_EXERCISE GOAL_: Repeat the listing that follows exactly. Pictures are not part of the copy.

----

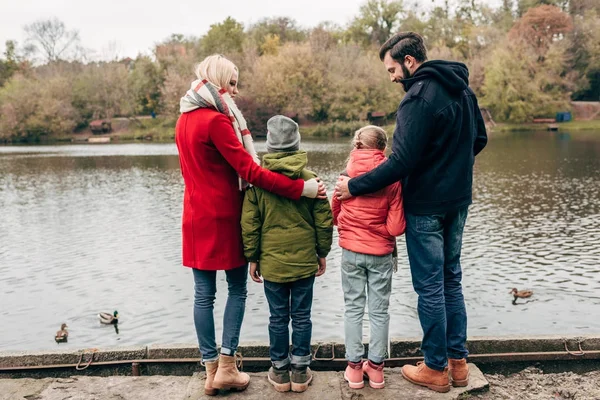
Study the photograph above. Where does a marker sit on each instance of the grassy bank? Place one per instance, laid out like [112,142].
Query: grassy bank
[162,129]
[563,126]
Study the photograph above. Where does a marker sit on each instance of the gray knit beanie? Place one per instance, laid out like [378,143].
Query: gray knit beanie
[282,134]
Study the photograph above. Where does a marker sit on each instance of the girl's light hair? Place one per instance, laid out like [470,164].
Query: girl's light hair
[370,137]
[216,69]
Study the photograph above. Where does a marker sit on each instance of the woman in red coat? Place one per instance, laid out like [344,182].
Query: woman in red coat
[218,161]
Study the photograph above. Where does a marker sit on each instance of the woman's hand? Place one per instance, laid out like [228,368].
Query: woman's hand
[314,188]
[255,272]
[322,192]
[341,188]
[322,261]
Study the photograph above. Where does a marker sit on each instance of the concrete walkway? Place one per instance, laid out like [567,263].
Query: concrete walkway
[326,386]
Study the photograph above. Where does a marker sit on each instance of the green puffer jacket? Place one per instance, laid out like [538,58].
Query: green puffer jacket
[285,236]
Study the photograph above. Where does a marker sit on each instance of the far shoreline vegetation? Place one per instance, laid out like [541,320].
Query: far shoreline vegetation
[162,130]
[528,59]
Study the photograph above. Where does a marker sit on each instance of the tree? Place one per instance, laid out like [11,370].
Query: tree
[524,5]
[225,37]
[376,22]
[8,65]
[286,29]
[518,88]
[52,37]
[541,26]
[30,109]
[584,50]
[145,82]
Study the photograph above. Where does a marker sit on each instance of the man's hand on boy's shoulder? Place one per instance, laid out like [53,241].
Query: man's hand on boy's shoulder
[322,261]
[255,272]
[341,187]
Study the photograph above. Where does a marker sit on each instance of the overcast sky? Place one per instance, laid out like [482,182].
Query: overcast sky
[127,27]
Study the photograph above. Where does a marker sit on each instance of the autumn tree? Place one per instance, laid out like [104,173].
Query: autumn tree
[224,37]
[376,22]
[541,26]
[52,39]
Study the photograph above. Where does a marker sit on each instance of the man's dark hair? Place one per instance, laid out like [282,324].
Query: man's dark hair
[404,44]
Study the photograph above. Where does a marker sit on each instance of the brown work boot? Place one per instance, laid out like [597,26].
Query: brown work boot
[301,378]
[211,370]
[422,375]
[280,378]
[228,376]
[458,371]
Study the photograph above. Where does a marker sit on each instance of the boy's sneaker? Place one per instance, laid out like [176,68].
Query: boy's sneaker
[375,374]
[280,378]
[301,378]
[354,375]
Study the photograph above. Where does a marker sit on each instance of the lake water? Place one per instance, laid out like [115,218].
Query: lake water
[89,228]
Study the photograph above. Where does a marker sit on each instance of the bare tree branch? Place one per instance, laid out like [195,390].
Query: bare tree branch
[53,38]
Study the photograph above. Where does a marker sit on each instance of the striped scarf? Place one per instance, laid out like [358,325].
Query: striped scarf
[203,94]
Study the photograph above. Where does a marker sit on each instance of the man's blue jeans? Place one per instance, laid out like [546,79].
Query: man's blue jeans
[204,298]
[433,243]
[291,299]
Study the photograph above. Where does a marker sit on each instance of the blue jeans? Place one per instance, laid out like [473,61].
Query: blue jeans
[366,277]
[433,243]
[204,298]
[290,299]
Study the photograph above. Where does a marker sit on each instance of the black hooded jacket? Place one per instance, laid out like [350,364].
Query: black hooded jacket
[439,131]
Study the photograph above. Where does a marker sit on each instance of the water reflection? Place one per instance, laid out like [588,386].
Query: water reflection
[86,228]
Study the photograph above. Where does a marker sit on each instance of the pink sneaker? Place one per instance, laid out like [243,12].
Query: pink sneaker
[354,375]
[375,374]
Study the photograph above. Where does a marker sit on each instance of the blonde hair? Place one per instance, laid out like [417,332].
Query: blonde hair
[216,69]
[370,137]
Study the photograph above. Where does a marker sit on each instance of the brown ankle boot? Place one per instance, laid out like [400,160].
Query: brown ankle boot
[425,376]
[211,370]
[458,371]
[228,376]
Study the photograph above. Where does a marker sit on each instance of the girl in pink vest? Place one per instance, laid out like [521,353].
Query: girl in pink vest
[367,227]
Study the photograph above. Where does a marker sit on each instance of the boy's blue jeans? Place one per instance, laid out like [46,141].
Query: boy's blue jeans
[434,243]
[366,278]
[290,299]
[204,298]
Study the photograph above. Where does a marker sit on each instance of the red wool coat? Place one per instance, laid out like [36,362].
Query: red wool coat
[211,157]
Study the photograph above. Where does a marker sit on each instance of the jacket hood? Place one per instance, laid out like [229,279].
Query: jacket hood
[289,164]
[363,160]
[454,76]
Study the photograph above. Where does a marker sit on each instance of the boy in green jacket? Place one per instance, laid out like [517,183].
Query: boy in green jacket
[286,242]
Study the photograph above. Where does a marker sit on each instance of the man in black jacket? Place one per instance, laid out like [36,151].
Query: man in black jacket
[439,131]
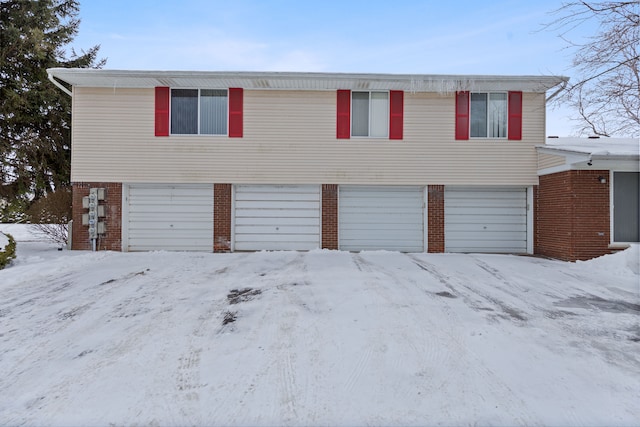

----

_YOUR RESPONSE_:
Study the photograph above. Where does a marker sit on each instance of the grassy bank? Place one per instance, laid out like [112,142].
Query: grassy bank
[162,129]
[563,126]
Study the photograph above. Where does a marker sit on each instance of the gray knit beanie? Place one per instance, laid out like [378,143].
Query: gray knit beanie
[282,134]
Study the photograph above. Where does a marker sit on each instance of the girl's light hair? Place one per instance, laid out like [470,164].
Query: girl's light hair
[370,137]
[216,69]
Study the photograph above. Where does a marker sit on each instance of the woman in red coat? Place one per instance, laid out like [344,182].
Query: woman in red coat
[218,161]
Study the photograph above. Where does a marker sit on each instance of the woman's hand? Place one per instance, laid out like [228,368].
Query: woman's hand
[314,188]
[255,272]
[322,192]
[341,188]
[322,261]
Study the photograph above. Where does a marker sit on each instance of the concrete walkway? Place one per instance, laid out like [567,263].
Query: concrete walkway
[326,386]
Study the photograph above. Where does a marker sit on each instance of the green puffer jacket? Place one per instance, laid out like [538,58].
Query: green puffer jacket
[285,236]
Study the photograph above. Where does a marker sit on each instance of the far shoreline vegetation? Place one per instance, laid out like [541,320].
Query: far shoreline vegetation
[162,130]
[528,59]
Study the photograph above. Where does a marker sit on each instance of the tree? Place one per instance, laid out like [11,370].
Query: tree
[524,5]
[225,37]
[376,22]
[8,65]
[286,29]
[518,88]
[52,37]
[541,26]
[30,109]
[584,50]
[145,82]
Study the photograph above. Where does a marker sit on each instance of the man's hand on boy's shoulder? Place one per instance, laid out like [53,241].
Query: man's hand on boy's shoulder
[322,261]
[255,272]
[341,187]
Study the photograph above. Where does a marker sit on each instance of the overcast sky? Place one per instance, laid out like [482,182].
Query: overcast sky
[127,27]
Study the photograph above. Where does a marker sit on each instance of the autumn tree? Place one per instance, laid out like [104,173].
Query: autumn tree
[224,37]
[376,22]
[541,26]
[52,39]
Study the photograph above. Where does a marker sit on each instance of the man's dark hair? Place one per instance, laid out like [282,324].
Query: man's dark hair
[404,44]
Study the photograph above. Where does a marker sit on each instance of the brown work boot? Place one per instance, laid out like [597,26].
Query: brown work boot
[301,378]
[211,370]
[422,375]
[280,378]
[228,376]
[458,371]
Study the photograph above. Where does a marker sit on each instance of the boy's sneaker? Place one per instance, laid out like [176,68].
Query: boy's sneaker
[375,374]
[280,378]
[301,378]
[354,375]
Study the photograph above. Where does a marker sit on each instance of the lake water? Place one per instance, laid out like [115,218].
Query: lake water
[89,228]
Study the photograph above. Where does a marker sit on each instance of the bare tree branch? Place one per instance, laid out like [195,390].
Query: bare tree branch
[53,38]
Study the photograph above. Where does a marker sit on each instance of the striped scarf? Place one per instance, laid out like [358,325].
Query: striped scarf
[203,94]
Study the photograph above. Where does a marker sit on each instance of the man's blue jeans? Place one per instance, laid out like [546,79].
Query: man's blue jeans
[204,298]
[433,243]
[291,299]
Study the photograph above. Where does a marker sit on each instance of the blue jeans? Place one per instance, laid out like [473,61].
Query: blue jeans
[366,277]
[433,243]
[204,298]
[290,299]
Study the photograph above. Where does a marker sit on each instance of the black hooded jacket? Place one per instance, laid out like [350,364].
Query: black hooded jacket
[439,131]
Study the photograph above. Where does a marker sit on each instance of the water reflection? Place one per instance, laid out like [588,386].
Query: water reflection
[86,228]
Study the photograph above. Where does a marker sit on each instance of the pink sneaker? Place one per instance, laid out like [243,12].
Query: pink sneaker
[354,375]
[375,374]
Study the photograph above. Where does a marker sit on each instance of the blonde hair? Place one per instance, laid out like [417,332].
Query: blonde hair
[216,69]
[370,137]
Study the photograph above. Where does a marker sit on each instance of the brown ankle boot? Place one per instance, laid out like [400,160].
Query: brown ankle boot
[425,376]
[211,370]
[458,371]
[228,376]
Study the photograph above. Where does a marker sit on each instance of the girl in pink vest? Place one per instance, laid out like [521,353].
Query: girl in pink vest
[367,227]
Study the photograph above. Where does a marker sit on each instance of the boy's blue jeans? Place one per instance, laid out like [46,141].
Query: boy's blue jeans
[434,243]
[366,278]
[290,299]
[204,298]
Study the photograph above. Where does a marker sit on each instance of the red wool coat? Place one per instance, laid out like [36,362].
Query: red wool coat
[211,157]
Study the photograph above. Where does a marker sit on each instance of the jacket hood? Place one per instance, laid out like [229,279].
Query: jacket hood
[289,164]
[363,160]
[454,76]
Study the photograph above. Where does a marker sit on each instance of the boy in green jacket? Place one per instance, laid out like [517,183].
Query: boy in green jacket
[286,242]
Study the photograph above. Where does a marker sit on each instance of the man in black jacket? Place one per instance, laid out like [36,151].
Query: man in black jacket
[439,131]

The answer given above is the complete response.